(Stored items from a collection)

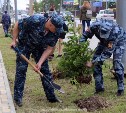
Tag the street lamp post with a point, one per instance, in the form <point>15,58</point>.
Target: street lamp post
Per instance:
<point>16,17</point>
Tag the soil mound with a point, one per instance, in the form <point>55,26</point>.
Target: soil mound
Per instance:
<point>92,103</point>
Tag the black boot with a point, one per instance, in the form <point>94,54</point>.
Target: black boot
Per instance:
<point>99,90</point>
<point>120,93</point>
<point>55,100</point>
<point>18,102</point>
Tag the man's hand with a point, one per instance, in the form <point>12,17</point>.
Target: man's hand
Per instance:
<point>89,64</point>
<point>38,67</point>
<point>13,44</point>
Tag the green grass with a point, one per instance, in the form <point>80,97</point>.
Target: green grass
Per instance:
<point>34,100</point>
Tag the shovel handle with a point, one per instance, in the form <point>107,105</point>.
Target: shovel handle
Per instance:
<point>22,56</point>
<point>31,64</point>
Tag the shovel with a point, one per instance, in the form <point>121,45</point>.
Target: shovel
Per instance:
<point>55,86</point>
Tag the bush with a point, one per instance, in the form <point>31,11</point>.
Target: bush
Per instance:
<point>76,55</point>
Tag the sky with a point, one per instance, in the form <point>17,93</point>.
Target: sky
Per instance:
<point>21,4</point>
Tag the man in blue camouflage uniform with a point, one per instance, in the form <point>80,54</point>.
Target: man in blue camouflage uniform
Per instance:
<point>37,35</point>
<point>112,41</point>
<point>6,22</point>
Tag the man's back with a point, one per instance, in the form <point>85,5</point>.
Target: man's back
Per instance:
<point>6,19</point>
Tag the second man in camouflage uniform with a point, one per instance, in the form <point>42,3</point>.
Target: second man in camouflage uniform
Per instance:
<point>112,41</point>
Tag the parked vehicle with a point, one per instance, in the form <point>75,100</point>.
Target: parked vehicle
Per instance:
<point>24,16</point>
<point>68,15</point>
<point>105,14</point>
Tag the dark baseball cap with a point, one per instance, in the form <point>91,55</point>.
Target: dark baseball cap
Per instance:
<point>58,22</point>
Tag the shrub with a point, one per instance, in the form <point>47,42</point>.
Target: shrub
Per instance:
<point>76,54</point>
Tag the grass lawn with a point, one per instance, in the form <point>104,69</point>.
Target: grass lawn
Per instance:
<point>34,100</point>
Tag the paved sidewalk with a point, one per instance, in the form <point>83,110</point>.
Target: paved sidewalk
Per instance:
<point>6,102</point>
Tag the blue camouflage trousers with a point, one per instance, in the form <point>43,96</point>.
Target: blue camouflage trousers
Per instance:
<point>117,64</point>
<point>6,27</point>
<point>21,69</point>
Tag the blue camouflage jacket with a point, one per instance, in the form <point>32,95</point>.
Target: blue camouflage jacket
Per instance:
<point>108,32</point>
<point>31,32</point>
<point>6,19</point>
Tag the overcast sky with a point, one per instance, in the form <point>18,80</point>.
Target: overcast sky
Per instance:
<point>21,4</point>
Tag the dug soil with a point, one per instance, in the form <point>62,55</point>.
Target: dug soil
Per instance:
<point>92,103</point>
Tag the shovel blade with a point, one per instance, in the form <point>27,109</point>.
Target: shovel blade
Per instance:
<point>57,87</point>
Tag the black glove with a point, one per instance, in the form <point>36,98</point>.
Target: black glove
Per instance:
<point>62,35</point>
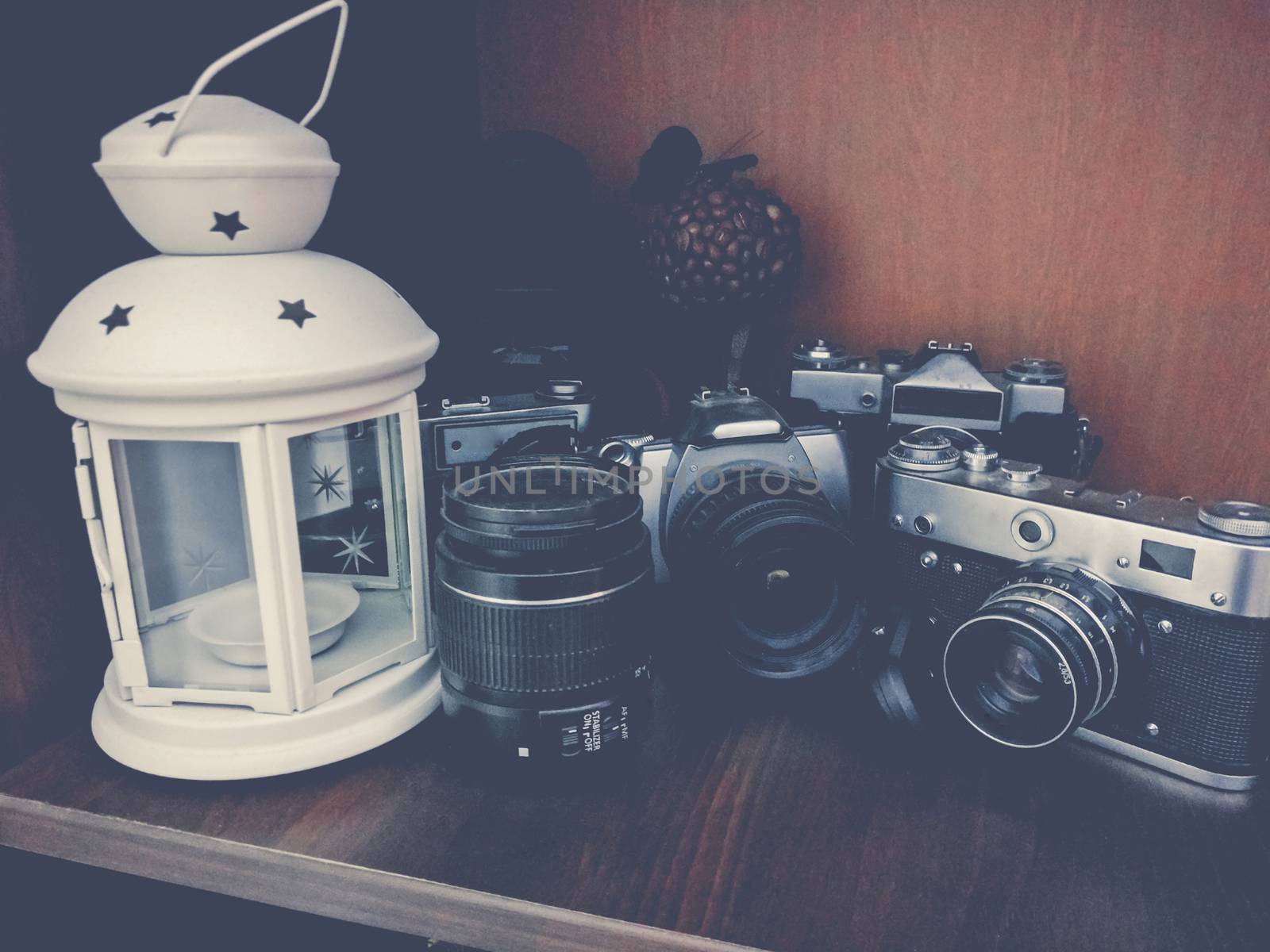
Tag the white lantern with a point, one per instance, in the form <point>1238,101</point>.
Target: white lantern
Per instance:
<point>248,455</point>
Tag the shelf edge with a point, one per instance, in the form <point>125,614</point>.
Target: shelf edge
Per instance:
<point>325,886</point>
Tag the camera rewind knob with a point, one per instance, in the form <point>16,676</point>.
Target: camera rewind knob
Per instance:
<point>1019,471</point>
<point>1035,370</point>
<point>925,452</point>
<point>1235,518</point>
<point>822,355</point>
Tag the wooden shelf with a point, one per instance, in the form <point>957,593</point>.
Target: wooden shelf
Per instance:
<point>780,823</point>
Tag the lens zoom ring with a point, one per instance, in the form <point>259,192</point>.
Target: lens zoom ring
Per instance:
<point>541,647</point>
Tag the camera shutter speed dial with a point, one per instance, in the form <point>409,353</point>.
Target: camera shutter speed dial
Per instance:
<point>1035,370</point>
<point>979,457</point>
<point>1018,471</point>
<point>925,452</point>
<point>1248,520</point>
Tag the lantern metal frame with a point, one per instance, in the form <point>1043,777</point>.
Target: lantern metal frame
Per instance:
<point>275,549</point>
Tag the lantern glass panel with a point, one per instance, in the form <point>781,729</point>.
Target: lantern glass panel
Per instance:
<point>190,559</point>
<point>355,551</point>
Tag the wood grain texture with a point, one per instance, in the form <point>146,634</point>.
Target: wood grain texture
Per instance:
<point>793,827</point>
<point>1087,181</point>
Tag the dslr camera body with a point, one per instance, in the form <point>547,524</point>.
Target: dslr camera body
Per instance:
<point>749,518</point>
<point>1039,608</point>
<point>1024,412</point>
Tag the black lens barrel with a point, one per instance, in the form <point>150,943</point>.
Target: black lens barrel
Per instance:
<point>541,583</point>
<point>772,558</point>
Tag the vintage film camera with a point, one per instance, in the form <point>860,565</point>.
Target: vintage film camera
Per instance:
<point>1024,412</point>
<point>1039,608</point>
<point>747,517</point>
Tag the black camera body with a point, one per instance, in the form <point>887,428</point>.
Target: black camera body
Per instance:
<point>749,520</point>
<point>1024,592</point>
<point>1024,412</point>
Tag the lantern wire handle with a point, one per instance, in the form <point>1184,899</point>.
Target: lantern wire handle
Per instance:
<point>239,52</point>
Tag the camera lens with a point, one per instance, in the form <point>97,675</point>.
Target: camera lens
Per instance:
<point>543,571</point>
<point>1041,657</point>
<point>768,554</point>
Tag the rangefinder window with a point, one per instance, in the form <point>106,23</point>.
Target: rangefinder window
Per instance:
<point>949,404</point>
<point>1168,560</point>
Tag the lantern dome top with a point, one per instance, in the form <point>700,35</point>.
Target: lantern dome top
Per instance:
<point>215,175</point>
<point>233,340</point>
<point>221,137</point>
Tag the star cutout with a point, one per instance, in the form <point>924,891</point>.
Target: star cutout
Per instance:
<point>328,482</point>
<point>118,317</point>
<point>228,225</point>
<point>295,311</point>
<point>355,551</point>
<point>203,565</point>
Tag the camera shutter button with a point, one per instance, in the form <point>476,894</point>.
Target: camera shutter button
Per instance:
<point>1018,471</point>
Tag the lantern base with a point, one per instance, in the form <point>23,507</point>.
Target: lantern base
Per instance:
<point>215,743</point>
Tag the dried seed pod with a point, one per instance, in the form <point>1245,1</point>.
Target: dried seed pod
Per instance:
<point>723,243</point>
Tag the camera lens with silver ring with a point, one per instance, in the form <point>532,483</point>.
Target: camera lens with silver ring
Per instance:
<point>1041,657</point>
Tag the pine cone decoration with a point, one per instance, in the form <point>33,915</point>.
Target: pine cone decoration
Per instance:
<point>724,243</point>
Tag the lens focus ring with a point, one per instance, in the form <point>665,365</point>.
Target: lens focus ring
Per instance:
<point>543,647</point>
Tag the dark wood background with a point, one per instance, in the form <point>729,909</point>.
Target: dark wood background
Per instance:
<point>1086,179</point>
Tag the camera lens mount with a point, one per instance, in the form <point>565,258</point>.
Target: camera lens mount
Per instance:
<point>1041,657</point>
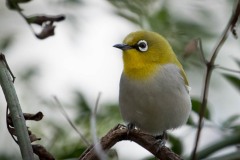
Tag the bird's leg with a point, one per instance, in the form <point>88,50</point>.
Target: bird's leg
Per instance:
<point>161,140</point>
<point>130,127</point>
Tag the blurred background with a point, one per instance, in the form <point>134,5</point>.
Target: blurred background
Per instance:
<point>79,62</point>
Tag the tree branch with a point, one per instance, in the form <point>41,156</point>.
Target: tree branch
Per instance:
<point>15,110</point>
<point>210,66</point>
<point>119,133</point>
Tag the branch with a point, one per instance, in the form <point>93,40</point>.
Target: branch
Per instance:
<point>210,66</point>
<point>119,133</point>
<point>44,21</point>
<point>15,110</point>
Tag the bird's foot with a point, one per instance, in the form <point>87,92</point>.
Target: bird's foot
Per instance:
<point>161,140</point>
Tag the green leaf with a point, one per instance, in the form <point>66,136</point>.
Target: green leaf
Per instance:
<point>196,106</point>
<point>233,80</point>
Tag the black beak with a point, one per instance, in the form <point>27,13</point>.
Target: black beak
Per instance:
<point>122,46</point>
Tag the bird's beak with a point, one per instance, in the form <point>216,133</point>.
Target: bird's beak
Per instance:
<point>122,46</point>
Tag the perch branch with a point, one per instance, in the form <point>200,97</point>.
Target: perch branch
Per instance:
<point>119,133</point>
<point>15,110</point>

Work request: Each line above that contains the string "dried" should be identified and copied.

Result for this exercise:
Tag the dried seed pod with a point, one per instance, in the form <point>1245,1</point>.
Target: dried seed pod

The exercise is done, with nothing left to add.